= WHAT IS REQUIRED =
A verbatim copy of the line containing "the woman's face." and all lines after it, up to and including the final line of the records, is the only acceptable output.

= RECORD SET =
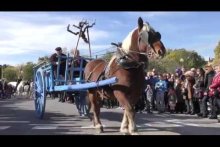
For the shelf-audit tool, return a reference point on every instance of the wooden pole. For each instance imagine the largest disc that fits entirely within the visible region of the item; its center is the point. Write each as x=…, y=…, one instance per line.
x=89, y=43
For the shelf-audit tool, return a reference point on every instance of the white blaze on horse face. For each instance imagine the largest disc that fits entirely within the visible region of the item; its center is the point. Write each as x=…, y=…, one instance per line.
x=143, y=38
x=126, y=44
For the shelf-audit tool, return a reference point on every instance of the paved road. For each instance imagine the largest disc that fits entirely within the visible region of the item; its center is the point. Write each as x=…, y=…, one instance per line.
x=17, y=117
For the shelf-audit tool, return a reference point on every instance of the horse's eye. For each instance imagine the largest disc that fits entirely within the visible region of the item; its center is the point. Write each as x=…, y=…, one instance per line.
x=139, y=39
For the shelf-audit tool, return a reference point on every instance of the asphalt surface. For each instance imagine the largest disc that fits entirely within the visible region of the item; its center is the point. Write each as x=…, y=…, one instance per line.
x=17, y=117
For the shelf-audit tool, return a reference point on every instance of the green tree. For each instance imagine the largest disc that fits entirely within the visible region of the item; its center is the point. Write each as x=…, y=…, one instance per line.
x=43, y=59
x=217, y=53
x=28, y=71
x=10, y=73
x=107, y=56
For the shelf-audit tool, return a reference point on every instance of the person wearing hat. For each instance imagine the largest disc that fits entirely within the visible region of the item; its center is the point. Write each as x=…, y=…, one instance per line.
x=214, y=92
x=209, y=74
x=54, y=61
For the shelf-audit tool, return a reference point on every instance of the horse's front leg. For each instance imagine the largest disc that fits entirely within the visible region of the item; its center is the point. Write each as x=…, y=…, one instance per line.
x=131, y=119
x=124, y=124
x=96, y=111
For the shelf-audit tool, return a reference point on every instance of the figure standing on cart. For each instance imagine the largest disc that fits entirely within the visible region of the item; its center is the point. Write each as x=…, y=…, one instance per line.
x=79, y=97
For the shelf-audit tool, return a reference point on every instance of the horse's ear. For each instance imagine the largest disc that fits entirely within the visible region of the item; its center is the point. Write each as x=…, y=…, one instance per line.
x=158, y=35
x=140, y=23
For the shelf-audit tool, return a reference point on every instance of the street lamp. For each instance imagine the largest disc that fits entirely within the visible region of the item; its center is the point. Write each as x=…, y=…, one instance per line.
x=181, y=61
x=2, y=67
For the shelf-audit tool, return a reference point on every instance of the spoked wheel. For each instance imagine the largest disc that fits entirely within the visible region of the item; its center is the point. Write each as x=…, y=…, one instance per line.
x=40, y=93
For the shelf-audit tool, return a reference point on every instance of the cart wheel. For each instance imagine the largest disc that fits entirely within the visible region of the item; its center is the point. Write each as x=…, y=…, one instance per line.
x=40, y=93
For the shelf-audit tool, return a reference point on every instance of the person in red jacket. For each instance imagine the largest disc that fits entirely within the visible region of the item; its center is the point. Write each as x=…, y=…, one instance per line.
x=214, y=91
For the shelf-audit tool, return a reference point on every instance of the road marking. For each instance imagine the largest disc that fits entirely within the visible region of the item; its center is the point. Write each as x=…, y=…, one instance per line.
x=45, y=127
x=4, y=127
x=191, y=124
x=91, y=127
x=10, y=121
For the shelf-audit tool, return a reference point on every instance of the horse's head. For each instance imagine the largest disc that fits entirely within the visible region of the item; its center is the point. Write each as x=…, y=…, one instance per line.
x=148, y=37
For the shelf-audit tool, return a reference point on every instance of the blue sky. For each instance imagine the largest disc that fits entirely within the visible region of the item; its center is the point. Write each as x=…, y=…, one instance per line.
x=25, y=36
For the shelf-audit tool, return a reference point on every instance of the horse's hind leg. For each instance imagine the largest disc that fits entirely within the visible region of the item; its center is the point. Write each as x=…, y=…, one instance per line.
x=96, y=111
x=124, y=124
x=131, y=119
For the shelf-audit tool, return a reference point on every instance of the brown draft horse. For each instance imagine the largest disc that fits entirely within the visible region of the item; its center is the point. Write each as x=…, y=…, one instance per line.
x=128, y=67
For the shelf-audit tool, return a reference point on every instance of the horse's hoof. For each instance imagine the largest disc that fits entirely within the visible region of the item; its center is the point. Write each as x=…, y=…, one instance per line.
x=100, y=130
x=134, y=133
x=124, y=131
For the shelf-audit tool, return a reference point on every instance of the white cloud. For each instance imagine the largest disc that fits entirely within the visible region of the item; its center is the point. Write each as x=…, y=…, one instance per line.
x=30, y=37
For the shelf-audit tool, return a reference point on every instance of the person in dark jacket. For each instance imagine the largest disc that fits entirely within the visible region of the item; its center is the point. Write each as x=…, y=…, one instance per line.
x=207, y=82
x=54, y=61
x=199, y=88
x=214, y=91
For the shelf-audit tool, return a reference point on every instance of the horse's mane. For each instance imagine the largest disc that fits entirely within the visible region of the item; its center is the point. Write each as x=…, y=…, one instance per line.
x=126, y=43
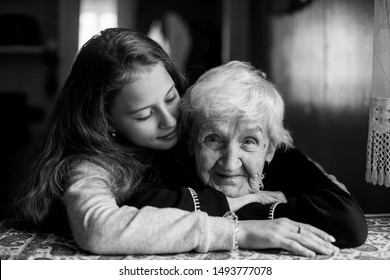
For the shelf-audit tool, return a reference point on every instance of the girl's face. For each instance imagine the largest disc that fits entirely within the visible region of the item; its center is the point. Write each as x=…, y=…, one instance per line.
x=145, y=111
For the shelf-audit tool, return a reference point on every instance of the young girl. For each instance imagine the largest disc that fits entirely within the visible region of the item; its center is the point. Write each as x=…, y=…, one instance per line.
x=118, y=107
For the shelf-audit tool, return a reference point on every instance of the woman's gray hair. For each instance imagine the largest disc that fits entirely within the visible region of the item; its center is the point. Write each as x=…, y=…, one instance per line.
x=231, y=91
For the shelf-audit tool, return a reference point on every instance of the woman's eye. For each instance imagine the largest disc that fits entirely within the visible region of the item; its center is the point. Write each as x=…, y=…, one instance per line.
x=250, y=141
x=212, y=139
x=145, y=118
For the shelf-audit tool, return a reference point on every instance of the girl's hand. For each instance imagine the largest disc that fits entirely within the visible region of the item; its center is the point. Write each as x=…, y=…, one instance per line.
x=284, y=233
x=263, y=197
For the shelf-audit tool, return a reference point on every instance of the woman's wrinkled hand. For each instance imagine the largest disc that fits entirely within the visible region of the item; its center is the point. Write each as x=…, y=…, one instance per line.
x=268, y=197
x=299, y=238
x=263, y=197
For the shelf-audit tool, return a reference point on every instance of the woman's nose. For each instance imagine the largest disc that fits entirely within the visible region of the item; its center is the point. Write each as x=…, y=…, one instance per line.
x=231, y=159
x=168, y=118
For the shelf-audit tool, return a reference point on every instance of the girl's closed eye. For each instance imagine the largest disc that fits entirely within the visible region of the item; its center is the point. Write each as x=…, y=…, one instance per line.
x=144, y=117
x=171, y=97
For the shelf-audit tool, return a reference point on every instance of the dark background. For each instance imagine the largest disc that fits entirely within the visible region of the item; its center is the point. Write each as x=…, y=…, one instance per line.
x=318, y=53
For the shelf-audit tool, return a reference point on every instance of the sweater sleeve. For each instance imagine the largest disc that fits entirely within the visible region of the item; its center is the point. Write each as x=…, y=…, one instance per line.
x=100, y=226
x=313, y=198
x=209, y=200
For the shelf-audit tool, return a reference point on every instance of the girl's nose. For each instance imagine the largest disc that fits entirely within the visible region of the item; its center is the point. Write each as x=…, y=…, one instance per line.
x=168, y=119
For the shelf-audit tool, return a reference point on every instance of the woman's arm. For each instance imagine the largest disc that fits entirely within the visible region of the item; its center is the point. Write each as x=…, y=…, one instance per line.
x=312, y=198
x=100, y=226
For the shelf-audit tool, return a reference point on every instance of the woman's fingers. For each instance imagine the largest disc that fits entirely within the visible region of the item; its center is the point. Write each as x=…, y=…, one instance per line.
x=310, y=237
x=284, y=233
x=267, y=197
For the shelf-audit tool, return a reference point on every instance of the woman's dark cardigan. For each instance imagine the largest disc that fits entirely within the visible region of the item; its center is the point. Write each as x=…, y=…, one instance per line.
x=312, y=197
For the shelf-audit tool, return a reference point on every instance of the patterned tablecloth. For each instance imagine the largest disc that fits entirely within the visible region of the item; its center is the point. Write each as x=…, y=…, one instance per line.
x=17, y=244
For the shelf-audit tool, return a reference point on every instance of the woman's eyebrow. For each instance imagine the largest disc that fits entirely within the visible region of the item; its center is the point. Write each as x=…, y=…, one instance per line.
x=146, y=107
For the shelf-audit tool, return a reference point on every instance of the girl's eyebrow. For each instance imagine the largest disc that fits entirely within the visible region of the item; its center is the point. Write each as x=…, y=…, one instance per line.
x=146, y=107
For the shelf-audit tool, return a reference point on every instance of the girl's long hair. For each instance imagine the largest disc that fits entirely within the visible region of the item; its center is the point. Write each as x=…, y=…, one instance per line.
x=80, y=124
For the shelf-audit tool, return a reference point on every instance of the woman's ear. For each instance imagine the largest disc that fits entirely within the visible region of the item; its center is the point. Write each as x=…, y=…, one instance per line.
x=270, y=153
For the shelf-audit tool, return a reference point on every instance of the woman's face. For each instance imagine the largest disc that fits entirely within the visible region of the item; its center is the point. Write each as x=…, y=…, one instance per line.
x=145, y=111
x=230, y=155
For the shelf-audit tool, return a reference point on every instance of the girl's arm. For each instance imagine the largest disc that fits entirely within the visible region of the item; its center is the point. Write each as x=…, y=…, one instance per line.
x=99, y=225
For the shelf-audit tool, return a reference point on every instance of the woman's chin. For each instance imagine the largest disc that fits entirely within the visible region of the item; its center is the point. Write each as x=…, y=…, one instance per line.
x=232, y=191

= FINISHED TASK =
For the shelf-audit tool, return a reference point on every instance of the woman's face. For each instance imagine the largest disc that fits entirely within the visible region of the item; its center is the point. Write each as x=…, y=…, one instance per line.
x=145, y=111
x=230, y=155
For the shelf-audit tool, return a reference point on every instance of the girl's arm. For each instance imagine the largest disc that fits entirely within the visible region of the item; its center is the point. Write each as x=…, y=…, one instance per line.
x=99, y=225
For the shelf-audit tool, return a reference point on every instance of the woman's chin. For each instance imagine the largest disc that fits entirely within the visible region of the item; its center is the point. Write each as x=…, y=…, one instance per line.
x=232, y=191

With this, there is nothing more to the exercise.